OBJECTIVE A >> Rewrite every line of the listing below from the line containing "For the evaluation set, indicate each instance of the white" through the end of the listing, requests included, and add 124 to each point coordinate in the answers. Leave the sample coordinates inside the requests unchanged.
──────── PASSAGE SHOWN
Nevertheless, we defend democracy because it gives the working class a more
favourable context in which to develop the class struggle and build its
organisations. In the epoch of imperialism the democratic rights that were
conquered by the working class in the past are constantly under threat. The rule
of the big banks and monopolies is really incompatible with democracy, and they
try to limit and stifle it at every step. At the present time the rights of
parliament – such as they are – are being systematically eroded, not just by the
bankers and monopolists (who, in any case, hold the real power) but by the right
wing clique around Tony Blair who act as if they were above all laws and all
democratic control and restraints. Power has passed from parliament to the
Cabinet and from the Cabinet to an clique of functionaries like Alistair
Campbell, who take all the important decisions together with the Prime Minister,
although they are not elected and responsible to nobody.
This is no accident but flows from the very nature of the right wing Labour
leaders. People like Tony Blair keenly sense their inferiority before the people
who really rule Britain – that tiny handful of super-rich men and women who own
and control the means of production. Blair and co. are always anxious to
"prove" themselves to be "fit to rule". That is to say, they
feel the need to prove themselves to Big Business. And in order to do this, they
must show themselves to be "strong" when standing up to the working
class and the trade unions, and to "special interest groups" – that
is, single parents, the old, the sick and the unemployed.
This is even more the case in the arena of world politics. Just as Blair grovels
before the bankers and the City of London at home, so he feels an irresistible
compulsion to give uncritical support to the most powerful imperialist nation –
the USA. Blair has even shown himself willing to risk his political career and
the future of his government in his anxiety to please the man in the White
House.
The truth is that Tony Blair has nothing whatever to do with the Labour
Movement, the working class or socialism. He only joined the Labour Party as an
accident. Moreover, he is the first Labour leader in history that does not
believe the Party should have been created! Therefore he is making it his
business to destroy the Labour Party from within. This is a kind of bourgeois
"entrism" that seeks to undermine Labour by depriving it of its
socialist identity, split it away from the unions (an aim that is ironically
shared by most of the ultra-left lunatics) and destroy its credibility with its
working class supporters.
So far Mr. Blair has performed his tasks admirably. And as long as he is
carrying out Tory policies under a false flag and keeping the Labour rank and
file under control, he will continue to get the support of big business and the
media. They do not need the Tories, whose basic problem is that Blair has stolen
their clothes.
Those who argue that because of Blair the Labour Party has undergone a
qualitative change and is now a "bourgeois Party" have understood
nothing. Despite everything, the Labour Party remains the mass party of the
British working class. It is still rooted in the unions who pay its bills and
control half the votes at Party Conference. The unions in Britain are moving to
the Left and have launched a campaign for the transformation of the Party. The
mood in the ranks and even the Parliamentary Party is increasingly rebellious.
Even before the present events Blair’s control was beginning to weaken. The
resignations of Cook and Clare Short show the beginnings of splits at the top.
────────────────
──────── DATA SECTION
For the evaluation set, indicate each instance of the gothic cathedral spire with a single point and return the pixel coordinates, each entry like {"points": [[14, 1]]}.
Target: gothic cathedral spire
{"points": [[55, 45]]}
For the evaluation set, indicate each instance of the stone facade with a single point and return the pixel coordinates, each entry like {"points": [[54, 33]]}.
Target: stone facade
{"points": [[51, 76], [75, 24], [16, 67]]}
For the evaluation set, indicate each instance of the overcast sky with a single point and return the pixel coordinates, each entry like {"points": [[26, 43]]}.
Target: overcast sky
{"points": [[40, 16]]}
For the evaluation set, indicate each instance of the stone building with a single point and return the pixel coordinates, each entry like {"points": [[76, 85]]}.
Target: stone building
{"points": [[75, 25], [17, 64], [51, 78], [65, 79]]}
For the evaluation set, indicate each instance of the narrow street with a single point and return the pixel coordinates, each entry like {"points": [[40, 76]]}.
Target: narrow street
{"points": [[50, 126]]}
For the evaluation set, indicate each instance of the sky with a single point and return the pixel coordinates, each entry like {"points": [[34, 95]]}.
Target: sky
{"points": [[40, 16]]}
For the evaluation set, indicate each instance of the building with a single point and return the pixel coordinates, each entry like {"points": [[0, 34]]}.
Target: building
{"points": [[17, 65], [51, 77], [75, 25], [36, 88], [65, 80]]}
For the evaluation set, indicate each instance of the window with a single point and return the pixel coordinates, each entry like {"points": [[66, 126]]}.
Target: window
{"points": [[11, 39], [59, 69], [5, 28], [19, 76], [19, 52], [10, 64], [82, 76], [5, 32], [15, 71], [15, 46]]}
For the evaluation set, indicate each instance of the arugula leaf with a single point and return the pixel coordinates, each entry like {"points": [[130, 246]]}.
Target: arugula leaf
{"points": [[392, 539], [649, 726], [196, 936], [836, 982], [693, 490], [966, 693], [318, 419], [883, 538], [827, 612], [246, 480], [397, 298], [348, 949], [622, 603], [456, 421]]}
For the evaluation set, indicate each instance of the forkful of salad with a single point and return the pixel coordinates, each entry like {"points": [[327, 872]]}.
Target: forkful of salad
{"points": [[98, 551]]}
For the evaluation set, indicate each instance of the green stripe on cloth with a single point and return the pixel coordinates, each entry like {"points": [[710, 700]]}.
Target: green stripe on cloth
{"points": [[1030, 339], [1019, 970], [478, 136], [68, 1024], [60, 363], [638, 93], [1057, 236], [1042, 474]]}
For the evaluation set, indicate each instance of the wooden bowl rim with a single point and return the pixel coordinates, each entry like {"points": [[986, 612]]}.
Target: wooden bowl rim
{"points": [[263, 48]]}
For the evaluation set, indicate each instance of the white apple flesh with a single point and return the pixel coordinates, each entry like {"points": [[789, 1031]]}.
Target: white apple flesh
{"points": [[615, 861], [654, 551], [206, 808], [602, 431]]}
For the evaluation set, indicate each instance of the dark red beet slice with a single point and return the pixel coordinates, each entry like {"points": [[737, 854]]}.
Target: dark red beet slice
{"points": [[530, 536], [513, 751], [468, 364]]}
────────────────
OBJECTIVE B >> Continue the passage about Tony Blair and the Labour Party from its last sentence.

EXERCISE ANSWER A >>
For the evaluation set, indicate each instance of the white apple flesh with a single point and return the pixel coordinates, each entry like {"points": [[789, 1031]]}.
Target: white apple flesh
{"points": [[739, 985], [778, 675], [330, 932], [726, 555]]}
For the evaluation set, indicate each instance of the dark red beet slice with a single point and return the pixel coordinates, each entry like {"points": [[737, 854]]}.
Target: dark red beet slice
{"points": [[654, 660], [637, 875], [592, 488]]}

EXERCISE ANSWER B >>
The number of Labour MPs voting against the government is constantly increasing.
It is in this context that we must see the behaviour of the press in the present
crisis. The ruling class is following events in the unions and Labour Party with
growing concern. Despite the nonsense of the ultra-lefts, the attitude of Big
Business to the Labour Party has not changed. Its policy towards the Labour
Government is: "use and discredit". They will use Blair and the right
wing to carry out policies that would have provoked a storm of protest under a
Tory government, and when they have sufficiently discredited Labour, they will
turn against the government, organising a campaign in the press to bring it down
and prepare for an even more viciously reactionary Tory government. What we see
now is the opening shots in such a campaign.
The Labour right wing is full of middle class careerists who have no principles
and no interest in the Labour Party except as a vehicle for their personal
advancement. A typical specimen of this breed is Alistair Campbell, the Rasputin
of the Downing Street clique. Campbell will probably lose his job in the
fall-out from Dr Kelly’s death. His loss will not be mourned in the Labour
Movement. But it will not, in itself, solve the central problem.
Despite all Blair’s attempts to distance himself from the scandal, the issues
raised will not go away. The rumblings of discontent inside the Labour Party are
getting stronger every day. On the other hand, to the degree the ruling class
sees that he is no longer able to control the working class and keep discipline
in the Party, they will drop him like a hot potato. The Blairites will find
themselves attacked both from the Left and the Right.
The well-known actress and Labour Left MP Glenda Jackson called on Saturday for
Blair’s resignation. She publicly accused him of lying over the question of
weapons of mass destruction and personal responsibility in the Kelly affair.
There is no doubt that she was saying what many Labour Party members are now
thinking.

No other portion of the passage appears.